Bacaan
_ _ _ _

Post by Pamiluto Arya Yudhistira on Aug 15, 2017 17:41:29 GMT
Letak Uang Para Millenials
Millenial? Mungkin kata ini merupaka kata yang sudah sangat awam kalian dengar. Yap, Millenial ini merupakan suatu generasi yang lahir dengan perkiraan waktu tahun 1980 hinga 2000 atau biasa disebut dengan Generasi Y atau GenY. Kalau diperkirakan Gen Y saat ini sedang menginjak usia 17 hingga 37 tahun.
Saat ini masih sangat menjadi bahan perbincangan mengenai GenY ini yang mana selalu dibahas mengenai pendidikan, moral dan budaya, etika bekerja, ketahanan mental dan yang paling menjadi pokok pembahsan adalah penggunaan teknologinya. Semua itu karena sangat berbeda sekali dengan situasi yang dialami oleh generasi sebelumnya yaitu generasi X atau GenX yang belum begitu mengenal teknologi terutama Internet. Sejajar dengan kalimat diatas, pada akhirnya GenY memiliki cap yang begitu buruk dimata generasi sebelumnya. Cap yang seringkali di lontarkan adalah “Generasi Nunduk”, “Generasi Malas”, “Generasi Narsis” dan lain sebagainya.

_ _ _ _

(Data yang diambil dari sebuah koleksi)
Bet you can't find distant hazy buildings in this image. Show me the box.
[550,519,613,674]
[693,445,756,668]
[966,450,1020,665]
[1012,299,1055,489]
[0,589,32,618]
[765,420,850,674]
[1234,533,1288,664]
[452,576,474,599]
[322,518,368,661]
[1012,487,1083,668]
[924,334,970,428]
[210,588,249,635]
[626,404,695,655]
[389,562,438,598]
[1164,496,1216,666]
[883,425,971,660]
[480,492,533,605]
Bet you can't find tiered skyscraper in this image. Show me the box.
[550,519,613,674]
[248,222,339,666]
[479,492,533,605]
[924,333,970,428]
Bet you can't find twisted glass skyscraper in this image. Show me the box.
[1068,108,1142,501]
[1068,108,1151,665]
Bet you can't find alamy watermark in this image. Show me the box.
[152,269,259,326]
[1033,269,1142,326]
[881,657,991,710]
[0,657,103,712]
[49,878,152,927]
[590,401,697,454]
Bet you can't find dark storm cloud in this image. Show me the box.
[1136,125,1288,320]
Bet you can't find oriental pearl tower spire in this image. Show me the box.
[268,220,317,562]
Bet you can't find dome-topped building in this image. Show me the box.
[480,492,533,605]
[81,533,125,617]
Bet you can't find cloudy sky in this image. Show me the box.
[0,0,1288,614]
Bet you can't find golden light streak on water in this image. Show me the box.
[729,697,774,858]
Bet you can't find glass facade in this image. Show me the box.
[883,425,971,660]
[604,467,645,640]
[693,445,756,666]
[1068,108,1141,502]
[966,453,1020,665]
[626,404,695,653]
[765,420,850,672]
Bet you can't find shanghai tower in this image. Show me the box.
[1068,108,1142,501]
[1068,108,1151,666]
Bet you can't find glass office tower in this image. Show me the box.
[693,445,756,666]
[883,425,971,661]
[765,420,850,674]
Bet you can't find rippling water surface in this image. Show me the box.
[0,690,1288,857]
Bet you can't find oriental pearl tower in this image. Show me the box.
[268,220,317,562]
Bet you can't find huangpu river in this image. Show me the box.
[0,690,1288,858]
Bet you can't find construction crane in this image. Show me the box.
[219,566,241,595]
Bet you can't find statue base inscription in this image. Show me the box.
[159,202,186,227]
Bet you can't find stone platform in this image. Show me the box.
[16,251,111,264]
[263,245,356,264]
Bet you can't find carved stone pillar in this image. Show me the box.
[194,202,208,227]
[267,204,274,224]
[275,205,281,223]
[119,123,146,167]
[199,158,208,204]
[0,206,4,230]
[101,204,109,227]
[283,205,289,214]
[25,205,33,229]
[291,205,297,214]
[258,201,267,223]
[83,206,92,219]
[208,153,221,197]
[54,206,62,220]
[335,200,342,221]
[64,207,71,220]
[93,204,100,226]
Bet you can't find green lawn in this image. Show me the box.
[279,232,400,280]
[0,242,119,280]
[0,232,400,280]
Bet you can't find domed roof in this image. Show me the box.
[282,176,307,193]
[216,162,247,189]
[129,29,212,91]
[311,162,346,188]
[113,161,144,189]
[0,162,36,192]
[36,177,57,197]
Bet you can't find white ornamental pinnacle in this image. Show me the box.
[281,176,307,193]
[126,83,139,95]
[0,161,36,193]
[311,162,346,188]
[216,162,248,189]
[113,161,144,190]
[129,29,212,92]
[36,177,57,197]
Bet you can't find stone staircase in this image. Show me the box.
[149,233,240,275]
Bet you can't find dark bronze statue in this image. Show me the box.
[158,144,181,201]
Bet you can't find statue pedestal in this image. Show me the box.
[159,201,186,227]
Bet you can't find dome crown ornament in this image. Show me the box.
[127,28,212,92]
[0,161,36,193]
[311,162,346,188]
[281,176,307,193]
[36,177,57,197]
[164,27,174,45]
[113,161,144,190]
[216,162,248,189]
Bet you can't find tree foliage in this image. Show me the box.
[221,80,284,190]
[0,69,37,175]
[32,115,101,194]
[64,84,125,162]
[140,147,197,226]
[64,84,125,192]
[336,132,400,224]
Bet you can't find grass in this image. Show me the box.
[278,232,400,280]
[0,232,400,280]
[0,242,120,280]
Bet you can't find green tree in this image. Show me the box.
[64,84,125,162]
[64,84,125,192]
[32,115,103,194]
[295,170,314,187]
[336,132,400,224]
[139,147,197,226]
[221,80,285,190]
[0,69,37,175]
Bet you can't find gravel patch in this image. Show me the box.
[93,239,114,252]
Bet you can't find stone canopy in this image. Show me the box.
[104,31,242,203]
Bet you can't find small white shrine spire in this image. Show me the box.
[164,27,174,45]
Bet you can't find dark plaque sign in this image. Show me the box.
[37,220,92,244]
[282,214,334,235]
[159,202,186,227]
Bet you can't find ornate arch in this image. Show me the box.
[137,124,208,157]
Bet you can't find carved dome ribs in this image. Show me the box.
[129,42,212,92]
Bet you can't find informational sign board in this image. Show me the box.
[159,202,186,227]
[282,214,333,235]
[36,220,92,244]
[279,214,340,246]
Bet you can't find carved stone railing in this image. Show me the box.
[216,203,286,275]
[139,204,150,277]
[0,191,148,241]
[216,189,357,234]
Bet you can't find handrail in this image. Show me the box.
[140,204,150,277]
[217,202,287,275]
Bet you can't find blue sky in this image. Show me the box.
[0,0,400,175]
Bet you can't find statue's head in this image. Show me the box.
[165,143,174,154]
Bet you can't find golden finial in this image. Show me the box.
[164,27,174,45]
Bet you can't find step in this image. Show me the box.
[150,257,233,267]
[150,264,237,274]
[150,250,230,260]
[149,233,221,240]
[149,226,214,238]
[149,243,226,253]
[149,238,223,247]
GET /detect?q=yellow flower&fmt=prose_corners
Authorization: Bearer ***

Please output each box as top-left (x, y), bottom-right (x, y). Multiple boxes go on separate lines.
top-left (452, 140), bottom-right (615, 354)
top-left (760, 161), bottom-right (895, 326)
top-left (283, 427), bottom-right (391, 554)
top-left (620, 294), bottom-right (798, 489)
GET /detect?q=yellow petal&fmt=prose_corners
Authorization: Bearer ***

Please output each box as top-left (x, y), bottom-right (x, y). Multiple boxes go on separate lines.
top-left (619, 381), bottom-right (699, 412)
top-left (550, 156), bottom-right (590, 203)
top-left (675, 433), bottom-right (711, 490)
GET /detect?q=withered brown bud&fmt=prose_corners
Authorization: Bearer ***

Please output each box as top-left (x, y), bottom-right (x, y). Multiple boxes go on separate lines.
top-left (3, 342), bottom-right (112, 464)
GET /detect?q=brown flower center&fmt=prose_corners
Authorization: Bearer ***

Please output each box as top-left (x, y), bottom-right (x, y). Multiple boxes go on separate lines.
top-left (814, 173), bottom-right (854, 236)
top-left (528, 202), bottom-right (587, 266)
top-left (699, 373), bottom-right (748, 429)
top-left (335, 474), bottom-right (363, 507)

_ _ _ _

Soal Latihan
(a) Jawab pertanyaan berikut berdasarkan bacaan tentang generasi milenial:
(i) Pada rentang tahun berapa generasi milenial diperkirakan lahir?
(ii) Apa nama generasi sebelum generasi milenial?
(iii) Cap apa saja yang disebutkan secara langsung sebagai cap yang sering dilontarkan kepada generasi milenial?
(b) Teruskan bacaan tentang generasi milenial, dimulai setelah kalimat terakhirnya.

Hasil Latihan
(a)
(i) Tahun 1980 hingga 2000.
(ii) Generasi X atau GenX.
(iii) "Generasi Nunduk", "Generasi Malas", dan "Generasi Narsis".

(b)
Tidak diragukan lagi bahwa saat ini Gadget merupakan salah satu kebutuhan hidup Generasi Millenial, tidak lain dan tidak bukan koneksi Internet adalah pasangan yang harus dimiliki setiap orang saat ini. Karena hal tersebut Generasi Millenial atau yang bias kita sebut sebagai GenY itu awam sekali di cap sebagai “Generasi Nunduk”.
Melalui riset yang dikonduksi oleh International Republican Institute (IRI) membuktikan bahwa 48 persen responden mengaku nyaman jika harus melalui hari tanpa smartphone. Sementara, 45 persen mengaku mudah beradaptasi dengan teknologi baru, dan 29 persen lainnya menggunakan aplikasi telepon genggam untuk pembayaran.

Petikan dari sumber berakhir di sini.